* [Study questions]
1. Reproduce the passage on induced pluripotent stem cells word for word, from "I wrote in 2015" up to and including "the near future.".
2. List every disease that the passage on induced pluripotent stem cells names as the subject of an ongoing clinical trial.

* [Passage provided]
I don’t know how that will play out.
OSKM is so easy, and that’s why we are still using it.
The iPSC field has also embraced these cells for drug screening and disease modelling. Was this opportunity clear to you from the get go?
Yes and no. Cellular therapy was the main opportunity that was in in my mind at that time, but we already knew the potential of embryonic stem cells in disease modelling and drug discovery. Even before the publication of iPSCs in 2006, Austin Smith, a pioneer in embryonic stem cell research, had made it very clear that these cells could be used in drug screening. Probably drug screening was thought to be the most important application of human embryonic stem cells. Now I believe their use in disease modelling is even more important.
I wrote in 2015 about how iPSC-based disease models and screens were delivering small-molecule and antibody candidates for clinical trials. None of those panned out. How has the field matured since then?
Yes, it is true these haven’t worked out yet. But there are at least six clinical trials ongoing — in familial Alzheimer disease, Pendred syndrome, amyotrophic lateral sclerosis, fibrodysplasia ossificans progressiva and polycystic kidney disease — with drugs discovered with patient iPSCs that seem to be promising. So hopefully we’ll see more success in the near future.
What we have been learning is that iPSCs from different patients can be very different, even when the patients have the same disease. One of my colleagues, Haruhisa Inoue, has developed a panel of iPSC-derived motor neurons from around 30 patients. It’s like a clinical trial in a Petri dish. They have tested many, many drugs on that panel, and it is now very clear that each patient and cell line is very different in terms of drug responsiveness.

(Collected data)
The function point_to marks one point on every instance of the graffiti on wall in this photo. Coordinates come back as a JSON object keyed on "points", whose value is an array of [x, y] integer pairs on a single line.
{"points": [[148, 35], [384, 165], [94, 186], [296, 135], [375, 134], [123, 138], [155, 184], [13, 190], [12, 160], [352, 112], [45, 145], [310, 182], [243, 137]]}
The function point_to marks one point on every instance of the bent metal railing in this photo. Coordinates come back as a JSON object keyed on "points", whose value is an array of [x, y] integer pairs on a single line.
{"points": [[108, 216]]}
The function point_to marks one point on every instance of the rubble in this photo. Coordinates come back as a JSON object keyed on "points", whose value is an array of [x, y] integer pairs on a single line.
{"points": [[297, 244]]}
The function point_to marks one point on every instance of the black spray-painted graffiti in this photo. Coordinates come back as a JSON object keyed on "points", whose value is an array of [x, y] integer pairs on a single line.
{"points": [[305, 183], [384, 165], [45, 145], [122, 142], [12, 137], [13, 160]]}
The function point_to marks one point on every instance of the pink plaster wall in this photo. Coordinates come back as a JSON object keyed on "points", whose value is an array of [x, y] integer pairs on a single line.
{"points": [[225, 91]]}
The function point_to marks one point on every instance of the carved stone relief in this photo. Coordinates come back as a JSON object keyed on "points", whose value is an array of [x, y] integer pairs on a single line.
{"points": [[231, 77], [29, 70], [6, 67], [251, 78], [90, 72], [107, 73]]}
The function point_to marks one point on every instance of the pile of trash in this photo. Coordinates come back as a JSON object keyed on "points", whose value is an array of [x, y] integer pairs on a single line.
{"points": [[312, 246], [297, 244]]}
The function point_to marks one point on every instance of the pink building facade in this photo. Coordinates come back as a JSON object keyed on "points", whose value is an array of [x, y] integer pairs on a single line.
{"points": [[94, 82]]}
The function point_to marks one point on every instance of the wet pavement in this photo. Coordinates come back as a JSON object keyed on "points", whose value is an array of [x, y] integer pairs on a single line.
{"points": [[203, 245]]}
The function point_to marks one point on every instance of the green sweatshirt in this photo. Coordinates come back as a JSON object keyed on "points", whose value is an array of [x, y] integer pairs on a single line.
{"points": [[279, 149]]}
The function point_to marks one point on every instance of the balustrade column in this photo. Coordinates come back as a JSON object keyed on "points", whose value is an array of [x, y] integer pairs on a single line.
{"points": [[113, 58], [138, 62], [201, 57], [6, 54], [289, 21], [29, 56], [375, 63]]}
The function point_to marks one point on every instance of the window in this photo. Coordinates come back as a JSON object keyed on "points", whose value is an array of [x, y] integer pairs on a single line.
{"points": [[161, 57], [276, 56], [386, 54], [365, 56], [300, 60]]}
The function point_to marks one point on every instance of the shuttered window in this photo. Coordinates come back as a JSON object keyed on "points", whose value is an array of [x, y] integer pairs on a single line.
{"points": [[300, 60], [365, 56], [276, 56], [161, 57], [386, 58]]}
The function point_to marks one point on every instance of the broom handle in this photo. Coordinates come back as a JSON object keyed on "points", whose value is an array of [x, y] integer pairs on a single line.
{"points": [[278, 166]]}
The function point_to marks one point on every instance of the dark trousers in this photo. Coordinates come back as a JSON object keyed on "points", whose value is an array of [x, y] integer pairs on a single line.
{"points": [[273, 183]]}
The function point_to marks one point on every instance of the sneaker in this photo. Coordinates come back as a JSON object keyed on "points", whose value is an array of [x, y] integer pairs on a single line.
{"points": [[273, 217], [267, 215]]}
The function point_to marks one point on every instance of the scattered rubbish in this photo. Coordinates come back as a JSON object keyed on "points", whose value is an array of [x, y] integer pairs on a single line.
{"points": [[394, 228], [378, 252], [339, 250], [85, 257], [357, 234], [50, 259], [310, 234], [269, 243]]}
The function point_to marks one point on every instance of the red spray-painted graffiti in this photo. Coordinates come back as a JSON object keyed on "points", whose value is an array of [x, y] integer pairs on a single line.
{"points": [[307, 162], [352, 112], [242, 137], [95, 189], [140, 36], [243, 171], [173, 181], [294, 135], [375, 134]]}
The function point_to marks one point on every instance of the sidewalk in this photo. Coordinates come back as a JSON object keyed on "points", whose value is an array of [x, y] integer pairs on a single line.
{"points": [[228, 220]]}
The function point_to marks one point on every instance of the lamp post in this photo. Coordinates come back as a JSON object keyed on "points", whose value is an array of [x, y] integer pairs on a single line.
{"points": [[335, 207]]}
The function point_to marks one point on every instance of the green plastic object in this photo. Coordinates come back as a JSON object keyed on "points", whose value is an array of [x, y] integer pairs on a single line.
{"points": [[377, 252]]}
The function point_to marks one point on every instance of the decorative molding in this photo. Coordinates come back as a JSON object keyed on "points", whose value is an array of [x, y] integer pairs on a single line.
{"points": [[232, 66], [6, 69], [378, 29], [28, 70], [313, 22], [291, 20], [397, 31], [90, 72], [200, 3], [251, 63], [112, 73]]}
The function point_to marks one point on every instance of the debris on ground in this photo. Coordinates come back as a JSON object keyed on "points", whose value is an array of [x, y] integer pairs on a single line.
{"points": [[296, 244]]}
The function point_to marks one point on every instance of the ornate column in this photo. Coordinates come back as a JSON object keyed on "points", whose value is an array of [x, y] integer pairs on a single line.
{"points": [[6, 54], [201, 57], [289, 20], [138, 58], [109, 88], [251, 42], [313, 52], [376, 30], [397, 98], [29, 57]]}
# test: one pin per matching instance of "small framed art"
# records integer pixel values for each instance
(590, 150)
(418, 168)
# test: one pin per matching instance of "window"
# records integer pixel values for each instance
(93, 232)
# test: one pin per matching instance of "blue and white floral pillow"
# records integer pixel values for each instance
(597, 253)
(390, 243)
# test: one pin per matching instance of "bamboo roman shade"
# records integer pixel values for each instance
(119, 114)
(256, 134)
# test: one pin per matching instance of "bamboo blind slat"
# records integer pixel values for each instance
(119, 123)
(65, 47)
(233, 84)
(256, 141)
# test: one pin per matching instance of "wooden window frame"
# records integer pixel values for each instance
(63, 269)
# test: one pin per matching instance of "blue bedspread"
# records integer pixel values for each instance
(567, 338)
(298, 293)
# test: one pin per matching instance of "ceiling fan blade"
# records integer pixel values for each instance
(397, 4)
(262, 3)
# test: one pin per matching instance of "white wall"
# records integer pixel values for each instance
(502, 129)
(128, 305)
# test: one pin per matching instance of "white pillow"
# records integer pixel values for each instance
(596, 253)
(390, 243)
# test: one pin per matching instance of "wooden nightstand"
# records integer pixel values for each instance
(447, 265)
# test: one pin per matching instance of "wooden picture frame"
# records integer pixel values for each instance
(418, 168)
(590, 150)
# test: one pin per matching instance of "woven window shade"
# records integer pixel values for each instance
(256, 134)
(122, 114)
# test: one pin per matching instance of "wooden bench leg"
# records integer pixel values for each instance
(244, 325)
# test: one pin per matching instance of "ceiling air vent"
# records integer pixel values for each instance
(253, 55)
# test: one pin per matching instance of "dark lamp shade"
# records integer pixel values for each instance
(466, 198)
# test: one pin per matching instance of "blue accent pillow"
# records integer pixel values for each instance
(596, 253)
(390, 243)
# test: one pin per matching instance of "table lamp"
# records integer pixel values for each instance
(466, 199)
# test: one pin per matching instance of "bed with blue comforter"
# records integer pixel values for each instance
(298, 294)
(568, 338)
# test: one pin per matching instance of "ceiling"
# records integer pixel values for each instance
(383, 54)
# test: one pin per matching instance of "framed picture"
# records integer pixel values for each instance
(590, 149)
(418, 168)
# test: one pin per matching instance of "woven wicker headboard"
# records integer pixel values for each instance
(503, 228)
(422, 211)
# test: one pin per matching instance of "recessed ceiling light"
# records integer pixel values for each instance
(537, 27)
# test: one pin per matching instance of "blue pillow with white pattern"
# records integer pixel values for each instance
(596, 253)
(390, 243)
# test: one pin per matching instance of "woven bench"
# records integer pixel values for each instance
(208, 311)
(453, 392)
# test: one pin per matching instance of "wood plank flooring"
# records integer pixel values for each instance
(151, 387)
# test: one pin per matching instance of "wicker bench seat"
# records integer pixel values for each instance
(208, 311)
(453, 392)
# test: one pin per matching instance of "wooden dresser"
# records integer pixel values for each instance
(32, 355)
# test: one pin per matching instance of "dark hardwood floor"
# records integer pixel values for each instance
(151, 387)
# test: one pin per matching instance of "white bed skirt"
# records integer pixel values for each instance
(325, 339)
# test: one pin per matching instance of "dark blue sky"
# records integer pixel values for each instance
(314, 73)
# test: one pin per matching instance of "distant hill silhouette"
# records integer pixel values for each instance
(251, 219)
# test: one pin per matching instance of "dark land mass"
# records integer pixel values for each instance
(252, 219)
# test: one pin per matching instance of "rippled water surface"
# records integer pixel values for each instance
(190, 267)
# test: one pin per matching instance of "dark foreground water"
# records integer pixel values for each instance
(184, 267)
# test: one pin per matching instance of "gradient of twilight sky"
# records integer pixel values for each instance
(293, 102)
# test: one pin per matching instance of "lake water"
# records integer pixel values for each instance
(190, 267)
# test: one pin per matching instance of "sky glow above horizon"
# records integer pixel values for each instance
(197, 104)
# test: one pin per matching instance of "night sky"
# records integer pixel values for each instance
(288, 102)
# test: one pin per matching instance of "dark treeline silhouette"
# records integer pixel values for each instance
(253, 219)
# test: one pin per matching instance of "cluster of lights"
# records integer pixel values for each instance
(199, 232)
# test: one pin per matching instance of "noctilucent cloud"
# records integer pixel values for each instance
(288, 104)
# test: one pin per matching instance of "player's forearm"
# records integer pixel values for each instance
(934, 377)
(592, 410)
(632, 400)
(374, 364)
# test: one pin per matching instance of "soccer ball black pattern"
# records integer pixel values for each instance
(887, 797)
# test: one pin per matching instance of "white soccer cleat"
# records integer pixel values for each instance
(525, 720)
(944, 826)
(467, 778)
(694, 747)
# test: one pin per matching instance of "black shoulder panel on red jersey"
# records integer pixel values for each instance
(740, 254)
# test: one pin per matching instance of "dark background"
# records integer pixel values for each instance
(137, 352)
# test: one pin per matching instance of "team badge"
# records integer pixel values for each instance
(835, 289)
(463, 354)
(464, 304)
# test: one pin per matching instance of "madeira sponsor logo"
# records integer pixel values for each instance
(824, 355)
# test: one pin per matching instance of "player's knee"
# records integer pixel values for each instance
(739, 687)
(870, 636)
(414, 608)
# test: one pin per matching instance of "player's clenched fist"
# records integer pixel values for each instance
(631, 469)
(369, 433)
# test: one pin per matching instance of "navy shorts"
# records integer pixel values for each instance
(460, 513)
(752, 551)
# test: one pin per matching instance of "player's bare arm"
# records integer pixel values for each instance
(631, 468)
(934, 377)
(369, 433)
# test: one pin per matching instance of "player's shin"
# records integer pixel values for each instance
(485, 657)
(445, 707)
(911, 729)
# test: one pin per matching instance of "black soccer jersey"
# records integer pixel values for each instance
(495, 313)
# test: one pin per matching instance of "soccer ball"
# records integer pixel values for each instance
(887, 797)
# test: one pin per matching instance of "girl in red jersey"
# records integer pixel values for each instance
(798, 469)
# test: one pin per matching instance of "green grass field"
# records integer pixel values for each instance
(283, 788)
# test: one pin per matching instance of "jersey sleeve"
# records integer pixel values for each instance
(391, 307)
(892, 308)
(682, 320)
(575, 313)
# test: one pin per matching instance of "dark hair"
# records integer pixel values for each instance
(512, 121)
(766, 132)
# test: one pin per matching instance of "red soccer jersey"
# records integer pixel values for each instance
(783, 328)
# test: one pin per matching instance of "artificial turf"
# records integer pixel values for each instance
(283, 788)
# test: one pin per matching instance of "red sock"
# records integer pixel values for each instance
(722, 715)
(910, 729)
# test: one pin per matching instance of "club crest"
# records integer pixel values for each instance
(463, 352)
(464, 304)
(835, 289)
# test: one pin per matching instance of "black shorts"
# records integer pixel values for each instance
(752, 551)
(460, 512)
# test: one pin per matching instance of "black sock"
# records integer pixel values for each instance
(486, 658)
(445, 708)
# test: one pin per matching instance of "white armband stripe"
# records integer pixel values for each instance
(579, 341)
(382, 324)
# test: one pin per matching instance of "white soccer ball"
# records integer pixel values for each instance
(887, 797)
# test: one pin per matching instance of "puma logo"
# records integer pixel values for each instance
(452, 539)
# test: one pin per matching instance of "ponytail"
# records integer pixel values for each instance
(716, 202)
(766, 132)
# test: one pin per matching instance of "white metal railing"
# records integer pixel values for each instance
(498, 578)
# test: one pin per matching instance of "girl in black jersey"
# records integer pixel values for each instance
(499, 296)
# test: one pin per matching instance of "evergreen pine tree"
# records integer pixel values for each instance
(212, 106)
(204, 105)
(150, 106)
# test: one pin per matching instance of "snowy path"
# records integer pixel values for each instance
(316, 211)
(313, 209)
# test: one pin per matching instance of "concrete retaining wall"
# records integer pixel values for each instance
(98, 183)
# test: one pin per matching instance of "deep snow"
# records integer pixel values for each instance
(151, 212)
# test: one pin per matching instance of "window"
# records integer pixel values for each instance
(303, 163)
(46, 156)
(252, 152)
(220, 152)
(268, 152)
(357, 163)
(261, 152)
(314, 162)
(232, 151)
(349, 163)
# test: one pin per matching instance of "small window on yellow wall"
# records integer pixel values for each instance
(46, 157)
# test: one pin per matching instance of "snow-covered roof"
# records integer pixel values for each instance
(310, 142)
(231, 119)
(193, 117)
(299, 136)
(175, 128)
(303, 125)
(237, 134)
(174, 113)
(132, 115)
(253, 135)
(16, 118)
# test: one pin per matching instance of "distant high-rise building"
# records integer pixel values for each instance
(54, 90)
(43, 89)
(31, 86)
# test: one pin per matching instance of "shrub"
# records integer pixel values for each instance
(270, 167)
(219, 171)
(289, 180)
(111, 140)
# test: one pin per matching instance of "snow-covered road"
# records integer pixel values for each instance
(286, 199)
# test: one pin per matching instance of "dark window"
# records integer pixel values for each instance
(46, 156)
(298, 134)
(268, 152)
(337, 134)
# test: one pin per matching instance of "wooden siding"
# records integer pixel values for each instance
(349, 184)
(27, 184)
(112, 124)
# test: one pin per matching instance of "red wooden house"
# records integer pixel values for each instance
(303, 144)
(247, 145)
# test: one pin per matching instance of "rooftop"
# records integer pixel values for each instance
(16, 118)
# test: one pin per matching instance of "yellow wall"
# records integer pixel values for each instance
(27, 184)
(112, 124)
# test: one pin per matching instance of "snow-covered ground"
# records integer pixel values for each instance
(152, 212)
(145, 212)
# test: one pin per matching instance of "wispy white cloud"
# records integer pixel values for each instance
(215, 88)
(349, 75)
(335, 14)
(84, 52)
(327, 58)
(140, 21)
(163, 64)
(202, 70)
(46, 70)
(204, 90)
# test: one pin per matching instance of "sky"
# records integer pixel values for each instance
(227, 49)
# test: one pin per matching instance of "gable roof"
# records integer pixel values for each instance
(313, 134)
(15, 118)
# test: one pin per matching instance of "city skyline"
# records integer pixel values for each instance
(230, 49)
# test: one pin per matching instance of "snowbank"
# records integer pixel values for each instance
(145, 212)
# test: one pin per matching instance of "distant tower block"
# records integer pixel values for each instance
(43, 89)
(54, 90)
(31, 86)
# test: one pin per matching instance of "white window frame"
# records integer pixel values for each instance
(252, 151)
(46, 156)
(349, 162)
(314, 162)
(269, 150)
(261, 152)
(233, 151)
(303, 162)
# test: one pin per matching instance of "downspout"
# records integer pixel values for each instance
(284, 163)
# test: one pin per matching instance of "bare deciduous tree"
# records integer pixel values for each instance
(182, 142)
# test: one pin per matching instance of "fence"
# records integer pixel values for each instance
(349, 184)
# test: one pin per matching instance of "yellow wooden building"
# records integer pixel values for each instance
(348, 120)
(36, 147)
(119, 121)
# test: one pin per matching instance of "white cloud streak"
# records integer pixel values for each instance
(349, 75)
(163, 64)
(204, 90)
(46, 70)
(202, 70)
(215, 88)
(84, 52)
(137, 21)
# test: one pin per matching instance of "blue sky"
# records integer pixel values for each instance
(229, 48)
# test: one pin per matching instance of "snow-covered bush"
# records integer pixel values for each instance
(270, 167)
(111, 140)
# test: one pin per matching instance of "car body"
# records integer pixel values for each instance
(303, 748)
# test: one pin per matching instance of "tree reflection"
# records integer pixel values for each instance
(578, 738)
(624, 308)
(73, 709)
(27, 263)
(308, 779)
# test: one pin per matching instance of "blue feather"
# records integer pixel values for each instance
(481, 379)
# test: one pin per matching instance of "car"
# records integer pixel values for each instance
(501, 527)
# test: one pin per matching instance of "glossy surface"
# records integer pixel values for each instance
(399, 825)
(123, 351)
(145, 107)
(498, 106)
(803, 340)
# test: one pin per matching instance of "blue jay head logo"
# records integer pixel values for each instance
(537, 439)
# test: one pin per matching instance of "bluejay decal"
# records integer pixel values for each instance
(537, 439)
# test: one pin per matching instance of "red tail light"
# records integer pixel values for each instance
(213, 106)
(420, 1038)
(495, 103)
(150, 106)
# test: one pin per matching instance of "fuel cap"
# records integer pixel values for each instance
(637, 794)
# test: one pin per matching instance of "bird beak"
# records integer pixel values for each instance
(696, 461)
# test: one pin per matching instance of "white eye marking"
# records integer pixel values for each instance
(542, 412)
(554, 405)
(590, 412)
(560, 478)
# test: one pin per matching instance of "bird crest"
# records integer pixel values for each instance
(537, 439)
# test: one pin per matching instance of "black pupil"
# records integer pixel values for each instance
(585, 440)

* [Answer list]
1.
I wrote in 2015 about how iPSC-based disease models and screens were delivering small-molecule and antibody candidates for clinical trials. None of those panned out. How has the field matured since then?
Yes, it is true these haven’t worked out yet. But there are at least six clinical trials ongoing — in familial Alzheimer disease, Pendred syndrome, amyotrophic lateral sclerosis, fibrodysplasia ossificans progressiva and polycystic kidney disease — with drugs discovered with patient iPSCs that seem to be promising. So hopefully we’ll see more success in the near future.

2.
Familial Alzheimer disease
Pendred syndrome
Amyotrophic lateral sclerosis
Fibrodysplasia ossificans progressiva
Polycystic kidney disease